WRITTEN REQUEST
Can you write out each of the lines below word for word, without changing anything?

Records taken from a collection
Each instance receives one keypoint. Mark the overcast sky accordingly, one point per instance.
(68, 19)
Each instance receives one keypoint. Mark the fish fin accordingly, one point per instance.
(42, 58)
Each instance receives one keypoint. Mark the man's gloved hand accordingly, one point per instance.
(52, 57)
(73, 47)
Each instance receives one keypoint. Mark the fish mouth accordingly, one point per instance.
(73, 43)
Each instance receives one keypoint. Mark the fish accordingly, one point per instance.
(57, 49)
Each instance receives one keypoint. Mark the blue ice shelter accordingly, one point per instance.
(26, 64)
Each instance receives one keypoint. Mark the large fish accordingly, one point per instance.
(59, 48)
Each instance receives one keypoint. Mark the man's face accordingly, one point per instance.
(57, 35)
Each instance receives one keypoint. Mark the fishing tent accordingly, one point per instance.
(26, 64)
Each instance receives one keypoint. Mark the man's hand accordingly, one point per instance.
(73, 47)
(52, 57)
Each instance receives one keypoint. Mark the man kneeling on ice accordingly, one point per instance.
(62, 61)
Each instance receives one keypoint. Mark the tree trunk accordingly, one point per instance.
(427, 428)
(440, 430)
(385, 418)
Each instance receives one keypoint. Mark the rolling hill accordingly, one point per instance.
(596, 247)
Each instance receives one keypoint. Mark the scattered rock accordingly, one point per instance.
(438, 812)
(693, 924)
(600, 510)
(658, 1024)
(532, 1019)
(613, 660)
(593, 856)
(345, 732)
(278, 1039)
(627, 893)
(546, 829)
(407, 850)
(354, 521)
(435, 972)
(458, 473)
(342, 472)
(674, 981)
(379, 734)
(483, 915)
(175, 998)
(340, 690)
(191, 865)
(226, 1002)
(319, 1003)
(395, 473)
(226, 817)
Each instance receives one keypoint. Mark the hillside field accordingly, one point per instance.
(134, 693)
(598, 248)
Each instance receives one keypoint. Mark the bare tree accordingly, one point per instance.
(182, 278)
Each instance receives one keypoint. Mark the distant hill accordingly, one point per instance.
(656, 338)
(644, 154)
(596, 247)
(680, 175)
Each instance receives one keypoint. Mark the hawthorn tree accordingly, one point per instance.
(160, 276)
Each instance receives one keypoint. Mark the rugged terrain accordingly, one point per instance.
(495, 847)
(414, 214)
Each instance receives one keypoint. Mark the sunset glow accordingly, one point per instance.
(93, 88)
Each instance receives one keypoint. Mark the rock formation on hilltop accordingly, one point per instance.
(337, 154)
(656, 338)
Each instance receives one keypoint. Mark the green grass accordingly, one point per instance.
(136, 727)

ANSWER FOR THIS EXERCISE
Each instance receives one keypoint. Mark the overcast sky accordingly, one point per instance.
(68, 19)
Each instance receives one keypoint. Mark the fish fin accordingly, one point per instance.
(42, 58)
Each instance receives one keypoint. Mark the man's gloved hand accordingly, one point per instance.
(52, 57)
(73, 47)
Each instance receives one keypoint. Mark the fish mouth accordingly, one point per instance.
(73, 43)
Each instance receives one keypoint. Mark the fish accordingly, one point per instance.
(57, 49)
Each instance receives one keypoint. Mark the blue ice shelter accordingly, one point per instance.
(26, 64)
Each instance receives one keypoint. Mark the large fish accordingly, one point per instance.
(59, 48)
Each instance receives one keypoint. Mark the man's face accordingly, one point per instance.
(57, 35)
Each instance receives one keypoint. Mark the fishing tent accordingly, one point per instance.
(26, 64)
Each instance receives one keypoint. Mark the man's hand accordingly, one point per instance.
(73, 47)
(52, 57)
Each instance receives one keypoint. Mark the man kneeling on ice accordingly, one point per instance.
(62, 61)
Each instance receives one keypoint. Mark the tree trunk accordingly, one point per instance.
(427, 428)
(440, 430)
(385, 418)
Each instance receives one keypoint. Mark the rolling hill accordingly, one point per instance.
(596, 247)
Each instance receives one keypoint. Mark the scattered rock accordingly, one point per instance.
(438, 812)
(693, 924)
(600, 510)
(658, 1024)
(532, 1019)
(613, 660)
(593, 856)
(345, 732)
(278, 1039)
(627, 893)
(546, 829)
(407, 850)
(354, 521)
(435, 972)
(458, 473)
(342, 472)
(674, 981)
(379, 734)
(483, 915)
(175, 998)
(340, 690)
(191, 865)
(226, 1002)
(319, 1003)
(395, 473)
(226, 817)
Each instance receives one keypoint. Mark the hillside field accordingly, one point per instance.
(134, 693)
(598, 248)
Each instance receives one keypoint. Mark the bare tree accordingly, one point per instance.
(182, 278)
Each instance receives one keypoint. Mark the distant hill accordingly, one point per instance.
(656, 338)
(644, 154)
(596, 247)
(680, 175)
Each instance receives one keypoint. Mark the hawthorn tree accordingly, one point per instance.
(160, 276)
Each instance receives one keypoint. Mark the rugged terrain accordingly, one point per instance.
(495, 847)
(414, 214)
Each instance receives one keypoint. Mark the sunset glow accordingly, one point per instance.
(93, 88)
Each instance receives one keypoint. Mark the rock formation on hilltop accordingly, one point per instance.
(337, 154)
(656, 338)
Each instance receives one keypoint. Mark the green grass accordingly, one point per instance.
(136, 727)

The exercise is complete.